● **Prompt**
Go through the records and copy each line where the string "that" occurs.

_ _ _ _ _ _ _

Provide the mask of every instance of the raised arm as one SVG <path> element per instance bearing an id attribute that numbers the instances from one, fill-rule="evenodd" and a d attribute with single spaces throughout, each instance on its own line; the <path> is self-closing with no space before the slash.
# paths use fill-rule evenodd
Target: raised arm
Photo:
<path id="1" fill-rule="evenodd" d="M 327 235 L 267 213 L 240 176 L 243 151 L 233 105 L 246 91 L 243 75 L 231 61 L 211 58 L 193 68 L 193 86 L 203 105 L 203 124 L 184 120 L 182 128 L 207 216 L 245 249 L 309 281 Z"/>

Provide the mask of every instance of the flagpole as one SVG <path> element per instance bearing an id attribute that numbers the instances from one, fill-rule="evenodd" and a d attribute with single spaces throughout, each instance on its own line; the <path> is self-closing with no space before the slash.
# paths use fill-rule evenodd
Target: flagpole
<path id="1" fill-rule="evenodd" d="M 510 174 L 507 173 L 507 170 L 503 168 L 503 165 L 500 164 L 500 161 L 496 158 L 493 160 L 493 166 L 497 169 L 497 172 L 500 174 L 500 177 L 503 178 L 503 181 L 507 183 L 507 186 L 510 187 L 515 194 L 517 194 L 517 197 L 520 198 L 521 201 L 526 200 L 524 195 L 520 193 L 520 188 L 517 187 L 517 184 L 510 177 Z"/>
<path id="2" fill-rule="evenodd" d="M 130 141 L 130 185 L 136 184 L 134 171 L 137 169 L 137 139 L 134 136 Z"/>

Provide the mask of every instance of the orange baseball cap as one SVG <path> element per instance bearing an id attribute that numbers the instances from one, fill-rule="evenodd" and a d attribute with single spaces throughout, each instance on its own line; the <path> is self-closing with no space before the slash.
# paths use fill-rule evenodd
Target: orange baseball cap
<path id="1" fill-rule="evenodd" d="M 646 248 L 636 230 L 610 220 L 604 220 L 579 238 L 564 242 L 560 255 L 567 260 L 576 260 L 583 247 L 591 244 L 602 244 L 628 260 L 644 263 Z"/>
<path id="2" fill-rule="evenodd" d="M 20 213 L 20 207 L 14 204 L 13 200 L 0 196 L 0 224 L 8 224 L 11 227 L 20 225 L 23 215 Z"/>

_ _ _ _ _ _ _

● **Problem solution**
Provide the mask of every instance of the raised arm as one SVG <path> element per instance bearing an id attribute that numbers the instances from one, fill-rule="evenodd" and a d attribute with single spaces throughout, each instance on its own line; the <path> is self-closing with no space before the slash.
Provide the mask of every instance of the flagpole as one SVG <path> element per instance bearing an id attribute that numbers the instances from one, fill-rule="evenodd" and a d attribute with single spaces throughout, each instance on its own line; the <path> is self-closing with no space before the slash.
Provide the mask of every instance of the orange baseball cap as one SVG <path> element per instance bearing an id attribute that numbers the instances from one, fill-rule="evenodd" and a d attribute with single spaces throughout, each instance on its own line; the <path> is self-closing with no space before the slash.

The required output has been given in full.